Data for this task
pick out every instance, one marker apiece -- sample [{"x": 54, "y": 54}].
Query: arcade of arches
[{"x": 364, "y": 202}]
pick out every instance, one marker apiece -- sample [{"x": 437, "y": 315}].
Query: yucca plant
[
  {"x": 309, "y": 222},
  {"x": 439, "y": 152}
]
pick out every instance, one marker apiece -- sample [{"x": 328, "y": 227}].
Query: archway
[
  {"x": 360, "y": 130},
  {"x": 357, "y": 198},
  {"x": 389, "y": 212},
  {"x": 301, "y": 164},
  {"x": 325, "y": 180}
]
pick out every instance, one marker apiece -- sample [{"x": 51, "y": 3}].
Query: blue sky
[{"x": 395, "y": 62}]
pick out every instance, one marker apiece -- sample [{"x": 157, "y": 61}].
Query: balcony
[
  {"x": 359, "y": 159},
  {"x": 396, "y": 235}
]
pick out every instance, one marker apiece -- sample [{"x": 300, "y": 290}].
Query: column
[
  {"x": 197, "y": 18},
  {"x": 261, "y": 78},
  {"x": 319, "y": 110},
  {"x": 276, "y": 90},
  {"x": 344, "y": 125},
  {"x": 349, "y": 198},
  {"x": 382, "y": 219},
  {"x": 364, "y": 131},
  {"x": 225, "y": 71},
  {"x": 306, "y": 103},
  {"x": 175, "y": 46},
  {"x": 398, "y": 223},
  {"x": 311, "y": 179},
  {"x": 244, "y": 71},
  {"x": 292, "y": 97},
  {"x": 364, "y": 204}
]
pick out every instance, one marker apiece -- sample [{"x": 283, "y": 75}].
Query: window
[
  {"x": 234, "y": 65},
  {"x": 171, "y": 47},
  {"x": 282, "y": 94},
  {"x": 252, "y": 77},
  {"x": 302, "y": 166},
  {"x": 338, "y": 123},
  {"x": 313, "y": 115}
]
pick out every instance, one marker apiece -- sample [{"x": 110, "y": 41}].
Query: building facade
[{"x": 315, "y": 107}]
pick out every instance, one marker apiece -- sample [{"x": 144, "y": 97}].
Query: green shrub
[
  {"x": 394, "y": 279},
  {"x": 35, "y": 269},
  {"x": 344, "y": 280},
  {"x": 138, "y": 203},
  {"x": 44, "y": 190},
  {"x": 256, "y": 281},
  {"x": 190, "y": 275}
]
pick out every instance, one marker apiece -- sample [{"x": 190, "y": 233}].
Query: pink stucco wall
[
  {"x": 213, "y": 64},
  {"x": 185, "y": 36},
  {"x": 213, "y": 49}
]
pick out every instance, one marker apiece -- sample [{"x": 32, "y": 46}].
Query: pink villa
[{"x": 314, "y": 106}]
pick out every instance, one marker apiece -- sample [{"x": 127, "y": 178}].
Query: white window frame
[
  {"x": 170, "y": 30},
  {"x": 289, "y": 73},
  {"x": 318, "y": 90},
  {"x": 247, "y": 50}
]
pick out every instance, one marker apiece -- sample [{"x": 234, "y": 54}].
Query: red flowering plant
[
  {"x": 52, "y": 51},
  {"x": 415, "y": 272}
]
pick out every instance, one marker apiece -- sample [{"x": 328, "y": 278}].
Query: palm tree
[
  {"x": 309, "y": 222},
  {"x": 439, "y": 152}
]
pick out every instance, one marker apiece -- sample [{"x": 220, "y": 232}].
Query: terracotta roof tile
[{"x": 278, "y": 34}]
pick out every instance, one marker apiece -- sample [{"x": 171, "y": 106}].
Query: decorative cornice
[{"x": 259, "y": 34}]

Required work
Repeat the entries exactly, all of them.

Final result
pick out every instance, one marker apiece -- sample [{"x": 54, "y": 54}].
Query: arcade of arches
[{"x": 364, "y": 202}]
pick out every instance, one marker apiece -- sample [{"x": 437, "y": 315}].
Query: yucca plant
[
  {"x": 309, "y": 222},
  {"x": 439, "y": 152}
]
pick out every instance, one marker apiece -- sample [{"x": 328, "y": 227}].
Query: archway
[
  {"x": 360, "y": 130},
  {"x": 357, "y": 198},
  {"x": 389, "y": 212},
  {"x": 301, "y": 164},
  {"x": 325, "y": 180}
]
pick out every instance, one marker apiece -- sample [{"x": 51, "y": 3}].
Query: blue sky
[{"x": 395, "y": 62}]
pick out every instance, one marker apiece -- sample [{"x": 157, "y": 61}].
Query: balcony
[
  {"x": 359, "y": 159},
  {"x": 396, "y": 235}
]
pick out every instance, one marker apiece -- sample [{"x": 300, "y": 290}].
Query: column
[
  {"x": 197, "y": 18},
  {"x": 261, "y": 78},
  {"x": 319, "y": 110},
  {"x": 276, "y": 90},
  {"x": 344, "y": 125},
  {"x": 349, "y": 198},
  {"x": 382, "y": 219},
  {"x": 364, "y": 131},
  {"x": 225, "y": 71},
  {"x": 306, "y": 103},
  {"x": 175, "y": 46},
  {"x": 398, "y": 223},
  {"x": 311, "y": 179},
  {"x": 244, "y": 71},
  {"x": 292, "y": 97},
  {"x": 364, "y": 204}
]
pick out every instance, one marker apiece -- sample [{"x": 283, "y": 75}].
Query: window
[
  {"x": 234, "y": 65},
  {"x": 171, "y": 47},
  {"x": 282, "y": 94},
  {"x": 252, "y": 77},
  {"x": 302, "y": 166},
  {"x": 338, "y": 123},
  {"x": 313, "y": 115}
]
pick out every instance, one marker apiece -- sample [{"x": 110, "y": 41}].
Query: building facade
[{"x": 315, "y": 107}]
pick out every instance, one marker apiece -- sample [{"x": 144, "y": 97}].
Query: green shrub
[
  {"x": 394, "y": 279},
  {"x": 35, "y": 269},
  {"x": 344, "y": 280},
  {"x": 138, "y": 203},
  {"x": 44, "y": 190},
  {"x": 256, "y": 281},
  {"x": 190, "y": 275}
]
pick out every instance, one marker apiece -- sample [{"x": 190, "y": 233}].
Query: pink stucco wall
[
  {"x": 213, "y": 64},
  {"x": 185, "y": 36},
  {"x": 213, "y": 49}
]
pick out every instance, one marker apiece -- sample [{"x": 32, "y": 46}].
Query: pink villa
[{"x": 314, "y": 106}]
pick out every instance, one marker apiece -- sample [{"x": 127, "y": 178}].
Query: white window frame
[
  {"x": 170, "y": 30},
  {"x": 289, "y": 73},
  {"x": 318, "y": 90},
  {"x": 247, "y": 50}
]
pick out every instance, one marker apiece -- sample [{"x": 234, "y": 54}].
Query: red flowering plant
[
  {"x": 52, "y": 51},
  {"x": 415, "y": 272}
]
pick out every instance, one marker apiece -- sample [{"x": 328, "y": 278}].
Query: palm tree
[
  {"x": 309, "y": 222},
  {"x": 439, "y": 152}
]
pick out every instance, one marker apiece -- sample [{"x": 220, "y": 232}].
Query: terracotta roof tile
[{"x": 278, "y": 34}]
pick out every instance, one marker apiece -- sample [{"x": 171, "y": 106}].
Query: decorative cornice
[{"x": 259, "y": 34}]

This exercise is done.